Transportes, problema não resolvido (*)



Membro da CAE

Anunciaram-se novos e brutais aumentos de preços nos transportes públicos da Grande Lisboa. Todos os operadores – Carris, Metro, Transtejo, CP, etc. – foram beneficiados (beneficiados?) com esses aumentos. No entanto, suspeitamos que eles não sairão tão beneficiados assim com tais aumentos de tarifário devido à elasticidade-preço da procura. Muito menos, obviamente, sairão beneficiados os utentes. E ainda menos o tráfego urbano, sempre congestionado. E nem, tão pouco, em termos energéticos o país será beneficiado.

Demonstrar as afirmações acima exige um certo nível de conhecimento das questões envolvidas, todas elas com muitos interfaces. Como método de abordagem o melhor é, sempre, ir das questões gerais às particulares. Se não tivermos previamente equacionadas e resolvidas as questões de ordem geral dificilmente (só por acaso) poderão ser resolvidas as questões particulares e pontuais, como as dos transportes em Lisboa. Comecemos portanto pelas questões de ordem geral.

▸ INSTRUÇÃO A:
Enumere todos os operadores de transportes públicos que o texto de leitura menciona pelo nome.
▸ INSTRUÇÃO B:
Indique se cada uma das afirmações seguintes está de acordo com o texto de leitura, respondendo sim ou não e citando as palavras do texto que o determinam. (i) Os aumentos de preços abrangem todos os operadores. (ii) O método de abordagem proposto parte das questões particulares para as gerais. (iii) O tráfego urbano é descrito como fluido.

▸ DADOS FORNECIDOS:
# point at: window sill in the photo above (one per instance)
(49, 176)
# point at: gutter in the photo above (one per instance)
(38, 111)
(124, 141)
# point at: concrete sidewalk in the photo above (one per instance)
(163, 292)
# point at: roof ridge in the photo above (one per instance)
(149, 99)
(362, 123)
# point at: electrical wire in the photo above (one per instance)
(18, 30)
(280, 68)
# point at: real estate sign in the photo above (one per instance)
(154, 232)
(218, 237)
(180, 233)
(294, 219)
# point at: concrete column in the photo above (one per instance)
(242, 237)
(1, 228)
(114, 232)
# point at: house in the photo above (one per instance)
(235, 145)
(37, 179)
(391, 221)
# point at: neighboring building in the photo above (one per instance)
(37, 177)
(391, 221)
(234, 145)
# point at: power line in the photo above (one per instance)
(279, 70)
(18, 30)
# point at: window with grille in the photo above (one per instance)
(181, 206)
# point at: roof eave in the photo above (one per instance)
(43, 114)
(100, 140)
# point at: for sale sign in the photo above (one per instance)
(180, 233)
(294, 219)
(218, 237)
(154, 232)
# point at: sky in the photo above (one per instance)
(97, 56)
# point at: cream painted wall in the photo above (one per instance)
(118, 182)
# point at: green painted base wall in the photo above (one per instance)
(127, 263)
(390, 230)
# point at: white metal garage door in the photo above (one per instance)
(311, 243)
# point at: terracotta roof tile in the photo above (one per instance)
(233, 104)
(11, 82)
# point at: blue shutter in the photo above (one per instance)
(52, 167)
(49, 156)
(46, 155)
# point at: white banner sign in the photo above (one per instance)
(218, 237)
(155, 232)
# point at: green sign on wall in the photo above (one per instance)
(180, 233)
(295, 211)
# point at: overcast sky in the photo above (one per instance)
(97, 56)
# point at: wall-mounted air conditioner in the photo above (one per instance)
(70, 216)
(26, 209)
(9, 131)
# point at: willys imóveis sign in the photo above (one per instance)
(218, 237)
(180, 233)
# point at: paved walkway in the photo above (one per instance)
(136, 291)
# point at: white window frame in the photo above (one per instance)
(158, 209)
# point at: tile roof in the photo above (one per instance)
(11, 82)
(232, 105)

▸ RESPOSTA CORRETA A:
Carris, Metro, Transtejo, CP

▸ RESPOSTA CORRETA B:
(i) Sim: "Todos os operadores – Carris, Metro, Transtejo, CP, etc. – foram beneficiados (beneficiados?) com esses aumentos."
(ii) Não: "Como método de abordagem o melhor é, sempre, ir das questões gerais às particulares."
(iii) Não: "E ainda menos o tráfego urbano, sempre congestionado."